(EXTRAIT DE PAGE)
____________________

Richard Ford est un écrivain américain à grand succès depuis le début des années 90. Il vient d’écrire un livre sur son père et le publie avec un autre livre qu’il avait écrit sur sa mère, il y a une trentaine d’années. Cela devient « Entre eux », publié récemment en France.
Que cherche-t-on en lisant une biographie ? En savoir davantage sur un auteur connu dont on aime lire les livres et pouvoir mieux les comprendre ? Ou seulement lire un bon livre sans se soucier d’un côté autobiographique de l’ouvrage ? Ou bien en y cherchant quelques pépites sur l’art de vivre ? C’est de cette façon que j’ai abordé Entre eux, n’ayant jamais rien lu de Richard Ford jusqu’à présent.
Ce père, Parker, est représentant de commerce et donc toujours sur les routes. Il ne revient que le week-end à la maison. Un homme « voué au bonheur », au corps lourd, « au visage charnu et malléable ». Un type sympa, simple. Son mariage avec Edna est d’amour. Ayant un souffle au cœur, il ne part pas à la guerre pour délivrer l’Europe. Pendant longtemps, pas d’enfant. Quand inopinément, au bout de quinze ans de mariage, le petit Richard est né. Le père a trente-neuf ans, la mère, trente-trois. « La présence de l’amour suffirait. Nous allions être heureux. ». Ce père, toujours absent, reste une énigme. «(…) depuis l’enfance, ses absences continuelles me paraissent le caractériser plus que sa présence intermittente. ». Ses premières leçons retenues par son fils : « composer avec les choses qu’il faut bien gérer, trouver des explications possibles. »
Une première crise cardiaque, puis une seconde obligent le père à s’arrêter de travailler. Il reste la plupart du temps à la maison sans que le mystère que tout père garde pour ses enfants, soit éventé. « Tout s’enfuit ou presque. Sauf l’amour. ». Il finit par acheter une maison dans un quartier résidentiel. Il meurt quelques mois après, entouré de sa femme et de son fils. Une mort qui, incidemment, libérera le fils et en fera un écrivain.
Avec ce récit écrit à voix basse – c’est davantage une confidence qu’un récit –, Richard Ford constate que son père existe par-delà sa mort grâce à des mots qui n’auraient jamais été écrits s’il avait eu « une longévité normale, il est probable que je n’aurais jamais écrit une ligne, tant son influence m’en aurait empêché. » A quoi tient l’acte d’écrire ? A la délivrance permise par la mort du père ?

____________________

(CONSIGNE 1)
Mettez à jour le passage de l'extrait qui commence aux mots « Une première crise » et s'achève après « fera un écrivain. », en substituant « attaque cardiaque » à « crise cardiaque ».
(CONSIGNE 2)
D'après l'extrait, quel âge a le père lorsque le petit Richard naît ?
Veuillez vous fonder exclusivement sur l'extrait.

____________________

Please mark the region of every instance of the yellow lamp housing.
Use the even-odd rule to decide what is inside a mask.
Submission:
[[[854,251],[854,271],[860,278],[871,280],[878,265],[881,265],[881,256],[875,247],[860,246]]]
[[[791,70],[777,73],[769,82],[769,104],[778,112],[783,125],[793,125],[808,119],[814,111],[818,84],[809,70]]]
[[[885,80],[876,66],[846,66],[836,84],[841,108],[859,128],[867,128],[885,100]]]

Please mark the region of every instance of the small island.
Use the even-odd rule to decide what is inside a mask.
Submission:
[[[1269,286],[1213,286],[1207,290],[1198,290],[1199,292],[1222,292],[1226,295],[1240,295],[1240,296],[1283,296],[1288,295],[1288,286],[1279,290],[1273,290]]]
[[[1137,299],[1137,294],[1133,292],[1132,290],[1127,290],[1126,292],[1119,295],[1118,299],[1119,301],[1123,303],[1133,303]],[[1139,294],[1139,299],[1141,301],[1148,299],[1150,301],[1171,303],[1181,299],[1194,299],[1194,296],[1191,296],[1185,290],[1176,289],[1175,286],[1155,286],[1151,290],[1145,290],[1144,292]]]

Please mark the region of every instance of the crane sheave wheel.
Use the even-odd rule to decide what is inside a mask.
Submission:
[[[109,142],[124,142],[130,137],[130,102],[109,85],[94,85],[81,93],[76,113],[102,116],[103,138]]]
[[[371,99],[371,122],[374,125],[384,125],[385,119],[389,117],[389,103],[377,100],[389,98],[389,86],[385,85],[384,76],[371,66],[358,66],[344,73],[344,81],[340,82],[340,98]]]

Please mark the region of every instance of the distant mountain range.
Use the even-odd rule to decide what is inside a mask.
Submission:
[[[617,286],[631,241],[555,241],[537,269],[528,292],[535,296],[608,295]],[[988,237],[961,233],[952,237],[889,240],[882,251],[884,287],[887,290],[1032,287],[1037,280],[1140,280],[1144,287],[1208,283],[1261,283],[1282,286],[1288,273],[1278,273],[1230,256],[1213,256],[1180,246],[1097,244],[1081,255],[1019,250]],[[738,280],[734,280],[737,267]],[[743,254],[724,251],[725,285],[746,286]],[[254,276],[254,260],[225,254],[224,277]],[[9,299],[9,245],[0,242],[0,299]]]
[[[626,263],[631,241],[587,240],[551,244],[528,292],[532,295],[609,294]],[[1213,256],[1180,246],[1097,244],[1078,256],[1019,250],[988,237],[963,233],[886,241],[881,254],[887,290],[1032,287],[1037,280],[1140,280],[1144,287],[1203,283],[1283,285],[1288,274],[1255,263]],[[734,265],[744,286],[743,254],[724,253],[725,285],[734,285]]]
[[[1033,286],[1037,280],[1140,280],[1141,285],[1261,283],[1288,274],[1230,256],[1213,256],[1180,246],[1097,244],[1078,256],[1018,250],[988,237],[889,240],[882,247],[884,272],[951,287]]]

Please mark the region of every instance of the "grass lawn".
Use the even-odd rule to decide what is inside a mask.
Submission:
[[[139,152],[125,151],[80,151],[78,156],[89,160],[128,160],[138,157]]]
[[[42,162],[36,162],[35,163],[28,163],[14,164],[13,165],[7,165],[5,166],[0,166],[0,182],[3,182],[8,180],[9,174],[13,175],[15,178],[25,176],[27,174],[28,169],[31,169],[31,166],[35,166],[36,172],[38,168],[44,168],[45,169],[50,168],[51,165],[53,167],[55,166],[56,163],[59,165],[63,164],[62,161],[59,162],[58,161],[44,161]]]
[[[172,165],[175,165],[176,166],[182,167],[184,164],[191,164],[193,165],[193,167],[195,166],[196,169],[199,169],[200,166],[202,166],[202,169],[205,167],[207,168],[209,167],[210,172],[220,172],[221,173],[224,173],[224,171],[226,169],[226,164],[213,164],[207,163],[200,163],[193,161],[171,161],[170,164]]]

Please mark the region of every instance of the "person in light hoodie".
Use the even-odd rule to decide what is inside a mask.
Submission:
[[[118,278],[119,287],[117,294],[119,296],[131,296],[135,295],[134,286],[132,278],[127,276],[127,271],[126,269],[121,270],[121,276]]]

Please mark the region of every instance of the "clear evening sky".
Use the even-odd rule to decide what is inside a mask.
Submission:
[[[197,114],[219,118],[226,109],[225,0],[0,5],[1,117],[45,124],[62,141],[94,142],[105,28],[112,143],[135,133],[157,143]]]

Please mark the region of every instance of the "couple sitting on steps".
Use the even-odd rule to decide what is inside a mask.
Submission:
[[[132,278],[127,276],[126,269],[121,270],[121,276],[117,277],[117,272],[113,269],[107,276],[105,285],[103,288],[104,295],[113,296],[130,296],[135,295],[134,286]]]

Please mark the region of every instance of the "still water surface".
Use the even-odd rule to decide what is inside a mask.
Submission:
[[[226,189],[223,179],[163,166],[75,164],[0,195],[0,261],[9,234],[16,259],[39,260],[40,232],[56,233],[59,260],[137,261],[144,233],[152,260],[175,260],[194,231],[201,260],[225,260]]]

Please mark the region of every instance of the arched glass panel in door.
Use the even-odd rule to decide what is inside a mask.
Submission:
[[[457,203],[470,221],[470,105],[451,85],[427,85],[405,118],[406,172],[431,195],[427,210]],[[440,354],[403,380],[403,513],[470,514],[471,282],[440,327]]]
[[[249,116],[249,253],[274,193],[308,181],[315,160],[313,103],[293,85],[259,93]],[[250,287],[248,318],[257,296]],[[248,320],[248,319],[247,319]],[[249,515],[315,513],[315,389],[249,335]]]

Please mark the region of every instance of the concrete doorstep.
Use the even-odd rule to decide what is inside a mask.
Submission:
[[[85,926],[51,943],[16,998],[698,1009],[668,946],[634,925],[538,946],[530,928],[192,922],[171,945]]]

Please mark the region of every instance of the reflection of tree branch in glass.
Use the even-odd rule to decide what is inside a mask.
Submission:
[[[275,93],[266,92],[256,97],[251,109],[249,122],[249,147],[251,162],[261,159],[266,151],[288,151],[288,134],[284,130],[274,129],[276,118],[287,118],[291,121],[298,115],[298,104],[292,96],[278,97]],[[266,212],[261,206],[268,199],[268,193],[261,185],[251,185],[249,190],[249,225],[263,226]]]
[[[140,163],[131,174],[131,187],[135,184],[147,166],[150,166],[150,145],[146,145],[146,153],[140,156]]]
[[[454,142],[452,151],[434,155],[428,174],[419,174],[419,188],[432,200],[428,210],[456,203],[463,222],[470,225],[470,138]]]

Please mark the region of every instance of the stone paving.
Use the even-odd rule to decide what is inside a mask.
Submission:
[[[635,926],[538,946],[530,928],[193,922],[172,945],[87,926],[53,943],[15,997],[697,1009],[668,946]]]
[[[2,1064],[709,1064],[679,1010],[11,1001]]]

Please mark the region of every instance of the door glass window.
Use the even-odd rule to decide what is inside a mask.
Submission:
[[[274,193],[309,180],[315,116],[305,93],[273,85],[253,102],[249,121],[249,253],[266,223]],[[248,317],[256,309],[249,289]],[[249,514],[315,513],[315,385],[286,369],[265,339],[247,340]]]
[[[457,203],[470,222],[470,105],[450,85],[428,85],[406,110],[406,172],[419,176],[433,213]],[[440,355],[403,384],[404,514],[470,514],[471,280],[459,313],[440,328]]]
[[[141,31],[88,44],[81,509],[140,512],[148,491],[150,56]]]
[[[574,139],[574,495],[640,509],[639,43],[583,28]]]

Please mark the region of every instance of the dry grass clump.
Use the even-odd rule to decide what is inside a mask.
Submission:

____________________

(RÉPONSE ATTENDUE 1)
Une première attaque cardiaque, puis une seconde obligent le père à s’arrêter de travailler. Il reste la plupart du temps à la maison sans que le mystère que tout père garde pour ses enfants, soit éventé. « Tout s’enfuit ou presque. Sauf l’amour. ». Il finit par acheter une maison dans un quartier résidentiel. Il meurt quelques mois après, entouré de sa femme et de son fils. Une mort qui, incidemment, libérera le fils et en fera un écrivain.

(RÉPONSE ATTENDUE 2)
Il a trente-neuf ans.